◆ Problem description: Write out the lines below exactly as they appear, from the first one through the line that contains "200,36,203,57", including both.

◆ Data section:
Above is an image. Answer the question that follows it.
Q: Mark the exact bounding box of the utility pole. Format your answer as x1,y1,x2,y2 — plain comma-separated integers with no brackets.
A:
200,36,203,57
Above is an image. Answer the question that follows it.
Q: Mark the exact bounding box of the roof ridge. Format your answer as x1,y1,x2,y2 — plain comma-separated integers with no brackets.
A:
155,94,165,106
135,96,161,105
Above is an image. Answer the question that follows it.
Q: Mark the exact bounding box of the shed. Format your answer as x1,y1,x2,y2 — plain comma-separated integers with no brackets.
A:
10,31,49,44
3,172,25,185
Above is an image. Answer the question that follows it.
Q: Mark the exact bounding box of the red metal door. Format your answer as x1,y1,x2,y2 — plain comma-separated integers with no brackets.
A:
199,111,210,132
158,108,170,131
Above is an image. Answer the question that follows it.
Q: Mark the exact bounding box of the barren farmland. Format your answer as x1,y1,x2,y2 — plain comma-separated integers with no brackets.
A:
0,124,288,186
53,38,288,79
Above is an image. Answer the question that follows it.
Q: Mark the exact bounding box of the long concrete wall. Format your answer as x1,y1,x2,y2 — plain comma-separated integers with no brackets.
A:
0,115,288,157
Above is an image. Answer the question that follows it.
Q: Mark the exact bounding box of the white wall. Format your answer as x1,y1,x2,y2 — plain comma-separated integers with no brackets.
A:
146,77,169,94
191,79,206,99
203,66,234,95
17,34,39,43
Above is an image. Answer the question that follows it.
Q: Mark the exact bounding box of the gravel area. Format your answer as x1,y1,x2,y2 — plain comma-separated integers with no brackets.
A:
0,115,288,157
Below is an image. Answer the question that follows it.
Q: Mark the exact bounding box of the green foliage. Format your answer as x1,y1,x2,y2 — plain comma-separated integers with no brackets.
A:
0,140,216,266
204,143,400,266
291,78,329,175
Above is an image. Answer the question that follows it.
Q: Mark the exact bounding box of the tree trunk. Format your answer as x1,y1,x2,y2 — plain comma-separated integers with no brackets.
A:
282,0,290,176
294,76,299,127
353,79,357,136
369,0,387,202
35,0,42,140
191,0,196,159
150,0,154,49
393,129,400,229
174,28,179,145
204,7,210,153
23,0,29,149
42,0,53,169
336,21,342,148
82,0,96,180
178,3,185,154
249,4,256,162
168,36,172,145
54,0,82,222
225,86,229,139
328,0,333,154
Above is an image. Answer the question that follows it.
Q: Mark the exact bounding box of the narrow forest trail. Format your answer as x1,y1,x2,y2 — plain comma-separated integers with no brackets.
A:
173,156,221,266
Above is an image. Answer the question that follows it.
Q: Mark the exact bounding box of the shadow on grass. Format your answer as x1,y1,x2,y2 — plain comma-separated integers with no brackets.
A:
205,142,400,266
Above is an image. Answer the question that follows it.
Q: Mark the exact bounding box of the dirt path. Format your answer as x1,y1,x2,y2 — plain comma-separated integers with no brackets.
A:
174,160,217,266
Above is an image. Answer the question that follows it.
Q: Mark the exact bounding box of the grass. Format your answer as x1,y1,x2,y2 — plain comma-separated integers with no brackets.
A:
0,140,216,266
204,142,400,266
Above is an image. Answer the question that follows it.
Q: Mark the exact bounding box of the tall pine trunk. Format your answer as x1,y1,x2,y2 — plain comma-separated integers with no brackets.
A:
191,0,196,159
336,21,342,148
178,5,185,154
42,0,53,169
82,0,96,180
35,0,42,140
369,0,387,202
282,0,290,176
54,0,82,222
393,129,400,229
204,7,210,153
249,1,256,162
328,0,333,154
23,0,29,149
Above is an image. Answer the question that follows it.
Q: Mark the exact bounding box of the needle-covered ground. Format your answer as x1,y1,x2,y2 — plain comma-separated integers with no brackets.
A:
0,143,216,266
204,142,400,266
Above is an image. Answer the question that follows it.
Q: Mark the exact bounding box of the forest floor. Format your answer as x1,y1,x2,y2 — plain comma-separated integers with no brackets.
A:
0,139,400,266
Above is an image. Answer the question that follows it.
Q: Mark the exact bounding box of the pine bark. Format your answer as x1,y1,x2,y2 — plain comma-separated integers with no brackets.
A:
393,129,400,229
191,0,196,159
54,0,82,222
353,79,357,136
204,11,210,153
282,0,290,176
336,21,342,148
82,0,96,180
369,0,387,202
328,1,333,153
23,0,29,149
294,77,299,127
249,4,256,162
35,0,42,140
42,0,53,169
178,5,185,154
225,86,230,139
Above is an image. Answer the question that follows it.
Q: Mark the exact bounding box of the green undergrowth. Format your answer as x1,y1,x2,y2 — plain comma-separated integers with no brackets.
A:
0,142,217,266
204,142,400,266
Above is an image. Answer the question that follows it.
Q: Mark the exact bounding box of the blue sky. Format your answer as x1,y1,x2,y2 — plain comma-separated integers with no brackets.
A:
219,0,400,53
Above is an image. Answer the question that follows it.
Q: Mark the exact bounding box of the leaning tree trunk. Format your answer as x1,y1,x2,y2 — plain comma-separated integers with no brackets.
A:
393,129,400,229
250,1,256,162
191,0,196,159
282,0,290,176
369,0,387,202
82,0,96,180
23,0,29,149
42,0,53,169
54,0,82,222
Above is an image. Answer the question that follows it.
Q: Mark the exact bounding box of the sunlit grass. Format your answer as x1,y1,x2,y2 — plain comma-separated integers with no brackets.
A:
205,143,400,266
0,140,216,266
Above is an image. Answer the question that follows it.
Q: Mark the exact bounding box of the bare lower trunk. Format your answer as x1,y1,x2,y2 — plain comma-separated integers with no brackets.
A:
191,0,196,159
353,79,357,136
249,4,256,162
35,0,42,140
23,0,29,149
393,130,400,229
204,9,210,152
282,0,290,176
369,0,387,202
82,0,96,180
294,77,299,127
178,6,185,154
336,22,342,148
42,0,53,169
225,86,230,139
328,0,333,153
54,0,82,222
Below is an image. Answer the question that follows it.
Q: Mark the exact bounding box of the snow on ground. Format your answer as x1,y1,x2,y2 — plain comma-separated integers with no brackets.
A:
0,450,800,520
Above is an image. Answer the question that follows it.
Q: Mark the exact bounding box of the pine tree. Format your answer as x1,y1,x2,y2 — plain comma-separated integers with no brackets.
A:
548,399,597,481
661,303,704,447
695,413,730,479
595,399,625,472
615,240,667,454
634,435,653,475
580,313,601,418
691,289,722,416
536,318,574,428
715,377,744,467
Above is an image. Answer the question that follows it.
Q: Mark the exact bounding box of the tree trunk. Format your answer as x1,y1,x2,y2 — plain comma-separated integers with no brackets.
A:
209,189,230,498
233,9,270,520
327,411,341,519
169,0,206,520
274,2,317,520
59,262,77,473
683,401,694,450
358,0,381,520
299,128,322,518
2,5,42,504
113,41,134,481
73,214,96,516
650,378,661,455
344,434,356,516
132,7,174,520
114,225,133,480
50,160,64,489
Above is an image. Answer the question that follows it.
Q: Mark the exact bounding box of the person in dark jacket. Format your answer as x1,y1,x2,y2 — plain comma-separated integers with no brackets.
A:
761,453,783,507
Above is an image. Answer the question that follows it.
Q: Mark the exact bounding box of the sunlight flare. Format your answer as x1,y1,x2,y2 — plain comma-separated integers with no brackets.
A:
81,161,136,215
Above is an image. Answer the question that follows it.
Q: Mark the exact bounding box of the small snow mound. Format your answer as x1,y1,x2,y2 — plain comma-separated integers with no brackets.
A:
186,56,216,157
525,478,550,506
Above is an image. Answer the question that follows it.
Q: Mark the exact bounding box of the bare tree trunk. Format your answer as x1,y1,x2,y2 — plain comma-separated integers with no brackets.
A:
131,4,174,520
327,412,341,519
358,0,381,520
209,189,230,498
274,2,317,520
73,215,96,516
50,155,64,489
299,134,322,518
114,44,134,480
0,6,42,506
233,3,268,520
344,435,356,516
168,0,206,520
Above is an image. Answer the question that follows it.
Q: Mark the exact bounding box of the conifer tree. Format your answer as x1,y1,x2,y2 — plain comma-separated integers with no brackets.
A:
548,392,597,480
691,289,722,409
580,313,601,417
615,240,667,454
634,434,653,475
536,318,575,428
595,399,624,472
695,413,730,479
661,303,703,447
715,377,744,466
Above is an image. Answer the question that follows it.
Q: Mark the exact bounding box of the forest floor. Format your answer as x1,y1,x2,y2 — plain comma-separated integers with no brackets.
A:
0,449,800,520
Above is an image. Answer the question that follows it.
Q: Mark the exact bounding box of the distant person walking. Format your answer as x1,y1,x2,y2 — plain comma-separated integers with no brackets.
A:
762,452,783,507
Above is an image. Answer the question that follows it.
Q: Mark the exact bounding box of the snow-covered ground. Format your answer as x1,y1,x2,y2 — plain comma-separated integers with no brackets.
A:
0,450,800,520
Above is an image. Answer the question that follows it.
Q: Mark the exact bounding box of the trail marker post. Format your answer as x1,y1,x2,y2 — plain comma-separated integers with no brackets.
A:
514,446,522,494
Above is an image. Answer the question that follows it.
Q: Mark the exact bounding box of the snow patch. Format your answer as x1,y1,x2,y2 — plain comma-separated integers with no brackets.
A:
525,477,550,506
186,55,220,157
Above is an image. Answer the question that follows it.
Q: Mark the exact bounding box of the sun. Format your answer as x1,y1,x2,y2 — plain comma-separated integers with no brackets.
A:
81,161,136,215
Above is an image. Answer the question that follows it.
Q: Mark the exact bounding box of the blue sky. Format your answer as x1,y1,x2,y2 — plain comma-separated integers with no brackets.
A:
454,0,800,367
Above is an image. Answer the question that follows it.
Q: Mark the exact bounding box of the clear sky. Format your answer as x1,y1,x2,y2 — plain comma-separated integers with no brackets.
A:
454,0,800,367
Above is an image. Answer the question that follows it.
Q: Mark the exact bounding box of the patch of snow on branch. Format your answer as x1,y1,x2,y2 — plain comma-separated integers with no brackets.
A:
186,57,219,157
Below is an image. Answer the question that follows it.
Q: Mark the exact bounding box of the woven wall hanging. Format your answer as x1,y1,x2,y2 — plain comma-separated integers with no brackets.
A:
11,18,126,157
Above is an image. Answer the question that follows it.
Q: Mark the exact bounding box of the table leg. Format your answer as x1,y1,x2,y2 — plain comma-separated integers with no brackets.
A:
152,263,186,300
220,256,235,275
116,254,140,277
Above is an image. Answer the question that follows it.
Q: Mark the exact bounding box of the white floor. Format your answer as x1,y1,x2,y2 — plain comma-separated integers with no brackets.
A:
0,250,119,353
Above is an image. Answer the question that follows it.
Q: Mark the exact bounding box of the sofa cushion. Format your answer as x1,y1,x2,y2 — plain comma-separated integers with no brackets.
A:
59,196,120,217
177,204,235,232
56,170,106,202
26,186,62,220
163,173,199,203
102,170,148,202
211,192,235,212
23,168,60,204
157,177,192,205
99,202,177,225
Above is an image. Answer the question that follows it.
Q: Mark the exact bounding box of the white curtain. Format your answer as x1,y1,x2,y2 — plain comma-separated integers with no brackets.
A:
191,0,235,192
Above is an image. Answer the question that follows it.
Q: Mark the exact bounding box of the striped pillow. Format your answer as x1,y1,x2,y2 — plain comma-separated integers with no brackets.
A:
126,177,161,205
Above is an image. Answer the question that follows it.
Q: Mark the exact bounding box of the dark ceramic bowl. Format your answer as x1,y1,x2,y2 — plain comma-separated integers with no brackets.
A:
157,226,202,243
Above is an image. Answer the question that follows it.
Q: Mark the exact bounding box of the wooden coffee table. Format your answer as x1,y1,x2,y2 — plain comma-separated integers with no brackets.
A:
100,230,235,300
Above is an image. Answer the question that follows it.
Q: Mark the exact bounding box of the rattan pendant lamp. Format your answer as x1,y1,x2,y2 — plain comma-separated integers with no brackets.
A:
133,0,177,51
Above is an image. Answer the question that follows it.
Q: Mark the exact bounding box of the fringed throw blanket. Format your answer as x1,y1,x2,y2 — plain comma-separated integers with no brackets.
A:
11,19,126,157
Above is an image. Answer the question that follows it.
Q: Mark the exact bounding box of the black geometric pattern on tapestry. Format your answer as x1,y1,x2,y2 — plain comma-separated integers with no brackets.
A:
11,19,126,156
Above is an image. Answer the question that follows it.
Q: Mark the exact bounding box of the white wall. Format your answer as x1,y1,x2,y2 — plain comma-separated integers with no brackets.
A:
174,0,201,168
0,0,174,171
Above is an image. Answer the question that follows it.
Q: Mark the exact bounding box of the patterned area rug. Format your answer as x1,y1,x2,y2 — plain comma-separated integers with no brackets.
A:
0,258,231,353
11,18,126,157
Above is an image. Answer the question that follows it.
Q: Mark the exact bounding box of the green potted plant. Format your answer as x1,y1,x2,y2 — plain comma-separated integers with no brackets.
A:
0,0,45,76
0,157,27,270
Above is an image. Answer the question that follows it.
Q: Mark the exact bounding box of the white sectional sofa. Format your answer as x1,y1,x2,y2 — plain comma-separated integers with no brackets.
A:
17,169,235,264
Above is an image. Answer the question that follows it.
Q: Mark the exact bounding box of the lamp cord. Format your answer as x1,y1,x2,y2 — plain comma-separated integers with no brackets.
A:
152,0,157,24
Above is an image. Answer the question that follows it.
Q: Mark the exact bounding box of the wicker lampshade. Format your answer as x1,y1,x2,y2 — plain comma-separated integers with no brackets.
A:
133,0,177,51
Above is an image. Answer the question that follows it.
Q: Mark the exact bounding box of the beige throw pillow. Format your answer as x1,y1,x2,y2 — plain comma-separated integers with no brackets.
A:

◆ Response:
Above is an image. Answer the question that follows it.
Q: Mark the exact bounding box of the utility pole. Format your answer as x1,y1,x2,y2 — plain comma-separated integers with no brackets.
A:
200,36,203,57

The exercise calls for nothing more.